Extract to read
= = =
Like exposure to other climate risks, AC access shows a pronounced racial equity gap
In metro areas where a substantial number of homes lack AC, there are pronounced racial gaps, with Black and Latino or Hispanic households being less likely to have AC. The built environment in many historically Black neighborhoods—lack of tree cover and more paved surfaces—compounds the problem.
New York City and Detroit have relatively large Black populations and large Black-white disparities in AC access. In Detroit, less than 4% of white households lack AC access, compared to more than 15% of Black households. New York’s Black-white AC access gap is also large, at just under 10%.
Rochester, N.Y. and Seattle have larger white majorities, but similarly stark disparities: Less than 15% of white households in Rochester lack AC, compared to nearly 30% of Black households. Black, Latino or Hispanic, and Asian American households in Seattle are all less likely to have AC. Additionally, minority households are more likely to live in the hottest part of metro areas, increasing their risk from extreme heat.
Lack of air conditioning is especially a problem for older homes
In-home AC, especially central air, is a comparatively recent feature of residential construction, and did not become widespread until the mid-20th century. Indeed, the adoption of modern AC enabled the rapid post-World War II growth of Sun Belt metro areas, where most homes are new and central air is standard.
= = =
Given entries
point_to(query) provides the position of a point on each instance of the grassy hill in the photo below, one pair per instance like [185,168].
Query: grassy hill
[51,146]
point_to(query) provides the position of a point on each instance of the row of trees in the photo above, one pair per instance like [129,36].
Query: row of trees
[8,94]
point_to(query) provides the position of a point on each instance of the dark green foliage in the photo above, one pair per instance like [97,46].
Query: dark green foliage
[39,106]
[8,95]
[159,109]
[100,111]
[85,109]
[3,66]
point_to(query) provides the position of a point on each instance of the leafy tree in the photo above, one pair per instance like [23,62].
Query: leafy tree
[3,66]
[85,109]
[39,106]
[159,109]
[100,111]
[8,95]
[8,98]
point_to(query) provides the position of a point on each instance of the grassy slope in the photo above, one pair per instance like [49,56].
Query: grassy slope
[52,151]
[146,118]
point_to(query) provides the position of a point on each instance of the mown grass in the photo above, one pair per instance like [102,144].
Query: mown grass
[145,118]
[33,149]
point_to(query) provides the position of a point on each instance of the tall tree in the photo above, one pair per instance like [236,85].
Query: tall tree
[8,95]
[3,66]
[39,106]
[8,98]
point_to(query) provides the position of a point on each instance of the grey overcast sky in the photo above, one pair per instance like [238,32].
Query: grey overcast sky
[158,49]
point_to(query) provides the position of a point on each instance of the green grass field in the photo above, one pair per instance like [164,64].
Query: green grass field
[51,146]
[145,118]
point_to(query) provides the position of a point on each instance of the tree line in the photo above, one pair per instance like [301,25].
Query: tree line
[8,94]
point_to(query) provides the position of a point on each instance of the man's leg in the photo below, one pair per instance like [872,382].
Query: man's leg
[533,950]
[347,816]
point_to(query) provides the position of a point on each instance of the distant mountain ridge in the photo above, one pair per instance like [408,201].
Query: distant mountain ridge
= = =
Task list
[1] Answer these questions from the passage on air conditioning access:
(a) In Detroit, what share of white households lack AC access?
(b) In Seattle, which groups of households are all less likely to have AC?
(c) When did in-home AC become widespread?
[2] Write a continuation of the passage on air conditioning access, starting after its last sentence.

Answers to the exercises
[1]
(a) Less than 4%.
(b) Black, Latino or Hispanic, and Asian American households.
(c) Not until the mid-20th century.

[2]
Among metro areas in the Northeast and Midwest, where pre-war homes are a much larger share of the housing stock, central air is fairly standard in newer homes, while window units have been added to many older homes. For instance, 95% of post-1990 Detroit homes and 77% of post-1990 Rochester homes were built with central air, compared to less than 40% and 20% of pre-1940 homes in those locations, respectively. The Pacific Northwest, known for its mild summers, is one region where air conditioning has not become standard in new construction; less than half of Seattle homes built after 1990 have any form of AC, and less than one-third have central air.
Policymakers need short- and long-term strategies to reduce the impacts of extreme heat
As climate change makes spells of extreme heat more common across the U.S., policymakers should consider a range of adaptation and mitigation strategies to protect the public’s health and safety. Short- term options include distributing high-efficiency AC units to homeowners and landlords, especially those who own older properties. Many low-income households already face high housing and energy cost burdens and cannot afford the extra electricity costs associated with AC, so expanding utility subsidies (at least during heat waves) may be needed. Local governments should also expand the number of cooling centers (often held in schools, libraries, churches, and other anchor institutions), especially in low-income, Black, and Latino or Hispanic communities where AC access is limited.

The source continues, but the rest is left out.